→ Short problem:
Put these records into a two-column CSV with the headers input and output, one row per record. Wrap each field in double quotes and replace any line breaks with spaces.

→ Supplied data:
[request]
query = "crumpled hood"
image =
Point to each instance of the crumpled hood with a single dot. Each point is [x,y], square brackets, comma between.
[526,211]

→ The result:
input,output
"[request] query = ""crumpled hood"" image = Point to each instance of the crumpled hood with a single dot. Each point is [x,y], square brackets, comma between.","[526,211]"